# DATA PROVIDED:
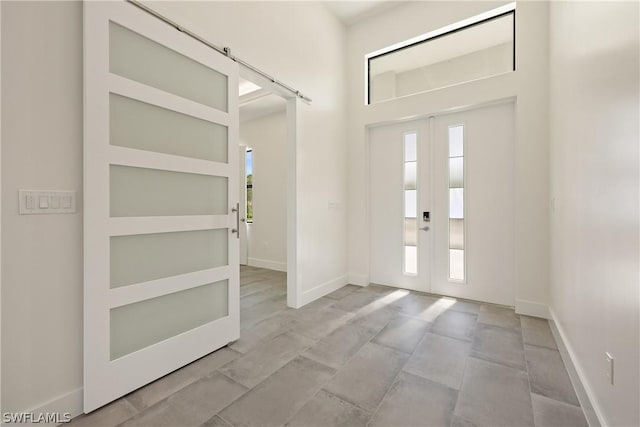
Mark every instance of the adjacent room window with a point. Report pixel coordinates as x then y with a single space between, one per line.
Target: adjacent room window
249 180
410 191
477 47
456 204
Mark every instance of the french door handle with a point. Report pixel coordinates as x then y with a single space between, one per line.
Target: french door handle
237 212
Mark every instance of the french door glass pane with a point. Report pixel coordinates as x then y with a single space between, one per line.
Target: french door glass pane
456 234
139 325
456 264
411 147
137 58
411 259
410 175
456 203
410 203
410 232
456 174
456 139
136 124
144 257
151 192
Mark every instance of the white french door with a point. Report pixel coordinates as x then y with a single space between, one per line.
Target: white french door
474 197
160 181
399 184
442 213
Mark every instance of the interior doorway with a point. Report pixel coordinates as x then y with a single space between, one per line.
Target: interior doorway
263 179
442 204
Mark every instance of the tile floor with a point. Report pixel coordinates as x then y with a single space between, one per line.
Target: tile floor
373 356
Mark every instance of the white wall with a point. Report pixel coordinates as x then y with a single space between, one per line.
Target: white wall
594 115
267 235
42 149
41 254
528 85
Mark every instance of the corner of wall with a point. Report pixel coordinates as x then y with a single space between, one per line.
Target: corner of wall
585 394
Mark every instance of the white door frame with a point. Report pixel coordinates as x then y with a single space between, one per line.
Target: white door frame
367 169
293 104
242 187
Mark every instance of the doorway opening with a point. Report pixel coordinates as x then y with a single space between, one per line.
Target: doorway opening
263 194
442 200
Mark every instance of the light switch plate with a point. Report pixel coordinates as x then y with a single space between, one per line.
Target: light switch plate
46 202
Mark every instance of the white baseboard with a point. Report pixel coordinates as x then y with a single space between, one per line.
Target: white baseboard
321 290
70 403
358 279
534 309
578 378
265 263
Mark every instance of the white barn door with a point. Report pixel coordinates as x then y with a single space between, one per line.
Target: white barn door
160 182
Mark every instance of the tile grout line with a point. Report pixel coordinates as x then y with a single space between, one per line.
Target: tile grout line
395 378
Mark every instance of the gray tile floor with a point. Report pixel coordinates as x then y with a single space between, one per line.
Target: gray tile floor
373 356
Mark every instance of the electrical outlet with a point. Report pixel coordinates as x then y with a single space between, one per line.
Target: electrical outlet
610 371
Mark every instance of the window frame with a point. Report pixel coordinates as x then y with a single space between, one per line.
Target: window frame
509 9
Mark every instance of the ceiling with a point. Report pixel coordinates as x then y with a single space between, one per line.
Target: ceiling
351 12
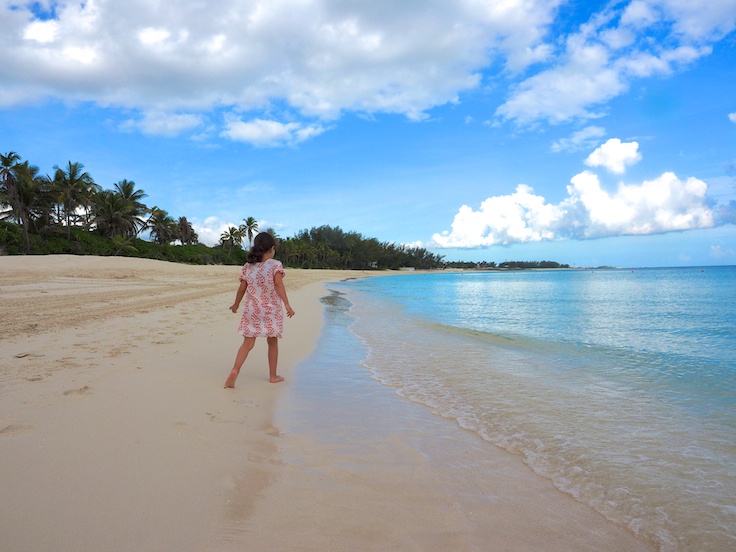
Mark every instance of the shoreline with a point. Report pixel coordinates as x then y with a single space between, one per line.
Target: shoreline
116 433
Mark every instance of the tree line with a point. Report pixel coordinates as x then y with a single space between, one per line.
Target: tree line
94 220
68 212
71 199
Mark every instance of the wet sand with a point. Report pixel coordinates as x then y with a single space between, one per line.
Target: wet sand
116 432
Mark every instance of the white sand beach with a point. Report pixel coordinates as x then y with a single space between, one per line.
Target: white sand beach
116 433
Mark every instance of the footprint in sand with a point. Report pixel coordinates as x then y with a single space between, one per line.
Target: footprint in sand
24 355
15 429
81 391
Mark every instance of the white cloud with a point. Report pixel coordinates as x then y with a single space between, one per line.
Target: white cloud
615 156
586 138
260 132
665 204
286 60
164 124
41 31
210 230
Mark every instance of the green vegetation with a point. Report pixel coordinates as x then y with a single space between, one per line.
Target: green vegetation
70 213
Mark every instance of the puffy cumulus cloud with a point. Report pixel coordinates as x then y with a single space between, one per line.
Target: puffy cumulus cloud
615 156
586 138
517 218
665 204
210 230
625 41
260 132
318 58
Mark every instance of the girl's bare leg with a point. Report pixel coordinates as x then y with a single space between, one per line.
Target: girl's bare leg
243 351
273 358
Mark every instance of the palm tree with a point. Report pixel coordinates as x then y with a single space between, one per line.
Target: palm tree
8 185
231 238
249 228
186 233
163 227
125 189
75 188
112 215
25 191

# CHALLENGE:
Everything from the line containing "Mark every instance of the white sand" through the last line of the records must be given again exactly; leave out all other lines.

# SOLUTION TO THIS PROBLEM:
Mark every instance of the white sand beach with a point. Report pixel coordinates as x then y with a single space between, one per line.
Target: white sand beach
116 433
Mark every instance of the footprint in sand with a point. Report pixel coordinates as x then y with a single space between, one per line.
Target: footprint in sand
24 355
15 429
81 391
Mark every instance of the white cloud with a point. Report pixel coordinates as x then y with a single space between, one per line.
Target: white cloud
615 156
586 138
260 132
665 204
286 60
164 124
41 31
210 230
Mark every instance of the green vegetation with a point. Report pixel coordinates as x then y with a single space between, one per line.
Target: green vegetation
70 213
Mark every instance of the puffy cumulus cloud with a point. Report pixel coordinates as x then y with a single space between, one per line.
Target: puffy cumulus cloud
615 156
586 138
517 218
665 204
210 230
625 41
260 132
318 58
Mark every instance of the girl's bare leg with a point. Report pixel coordinates as x then y with a single space between, one per line.
Target: girl's bare leg
243 351
273 358
Mark every instance of the palm tree with a point. Report pixel coordinates as x then y with a single space between, one per line.
Target: palm tree
8 185
231 238
249 228
186 233
163 227
125 189
75 188
112 215
25 191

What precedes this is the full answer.